** Begin PROVIDED TEXT **

Blog No. 142 suggested on Tuesday that talk of impeachment was premature and possibly counterproductive. At the same time, it cautioned that dramatic events might lie ahead and that Trump’s capacity for self-inflicted wounds should not be underestimated. No sooner had the blog been posted than dramatic events began to appear in astonishing succession. Indeed, attempting to take in the cascade of information from Washington last week proved to be a bit like trying to drink from a fire hose. A few highlights may be helpful.
–On Tuesday, it was reported that FBI Director Comey had kept detailed notes of his conversations with President Trump and that, according to one memorandum, Trump had suggested to Comey a termination of the Flynn investigation, “I hope you can let this go.”
–On Wednesday, Deputy General Rod Rosenstein announced that he had picked former FBI Director Robert Mueller to act as special counsel to lead the Russia investigation.
–On Thursday, Rosenstein briefed the full Senate on the Russia investigation in a closed session and on Friday he gave a similar briefing to the House.
–On Friday, it was reported Trump had told the Russian Foreign Minister and Ambassador that he had been under “great pressure” because of the Russia investigation but that he had removed the pressure by firing Comey, whom he described as a “nut job.”
–Also on Friday it was reported that the FBI investigation of ties between Russia and the Trump campaign now extends to a senior official in the Trump White House as a person of interest.

** End PROVIDED TEXT **

Answer these questions from the post on the week's events in Washington:
(a) What does the post compare taking in the week's information to?
(b) Whom did Rod Rosenstein pick as special counsel to lead the Russia investigation?
(c) According to the Friday report, how did Trump describe Comey to the Russian Foreign Minister and Ambassador?

** Begin SUPPLIED ENTRIES **

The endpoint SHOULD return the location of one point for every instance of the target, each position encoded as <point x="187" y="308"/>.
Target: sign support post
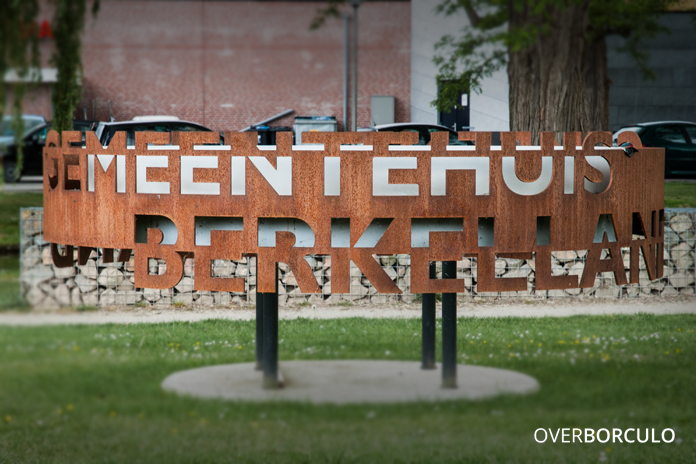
<point x="259" y="330"/>
<point x="270" y="337"/>
<point x="428" y="325"/>
<point x="449" y="329"/>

** End SUPPLIED ENTRIES **

ANSWER TO THIS PROBLEM:
(a) Trying to drink from a fire hose.
(b) Former FBI Director Robert Mueller.
(c) As a "nut job."